Format each line of the data below as a string in a JSON list, skipping blank lines and leaving the pictures out.

Data taken from a collection:
_ _ _ _ _ _ _

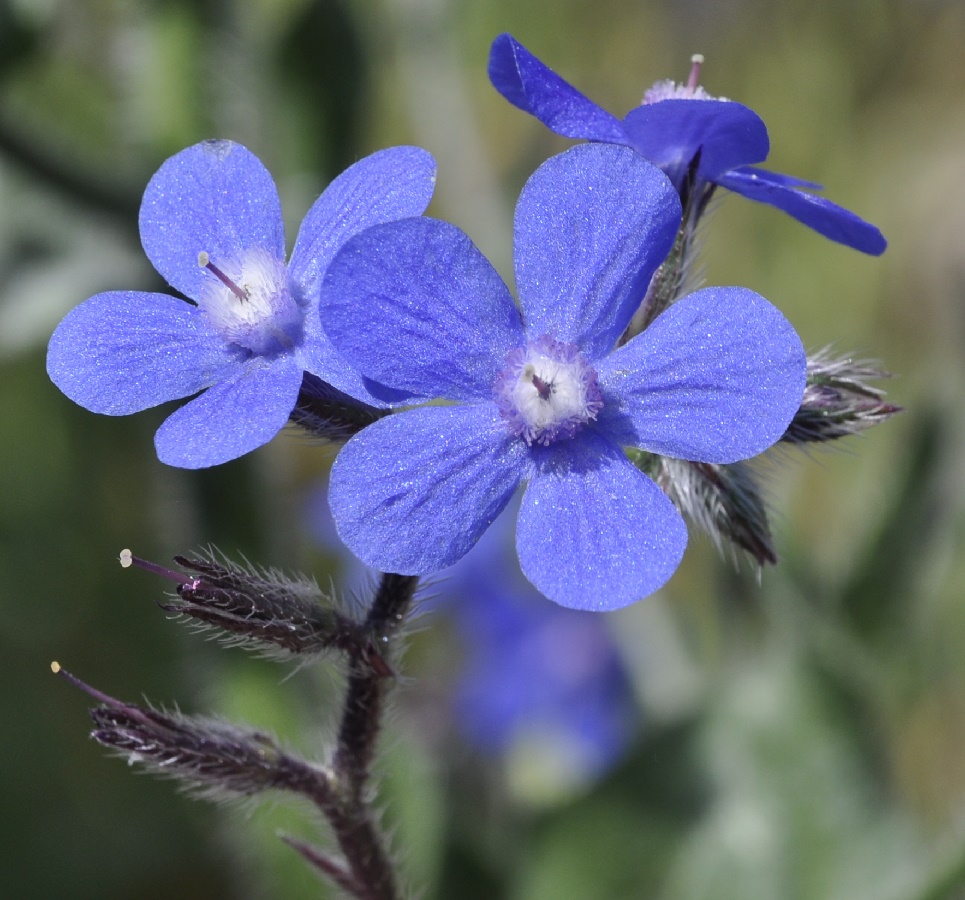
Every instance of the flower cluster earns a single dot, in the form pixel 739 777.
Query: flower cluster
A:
pixel 619 402
pixel 542 394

_ _ _ _ _ _ _

• _OUTPUT FOR THIS EXERCISE_:
[
  "Every instance of the flower cluster earns a single dot, in the form pixel 739 777.",
  "Query: flower cluster",
  "A:",
  "pixel 619 402",
  "pixel 542 394"
]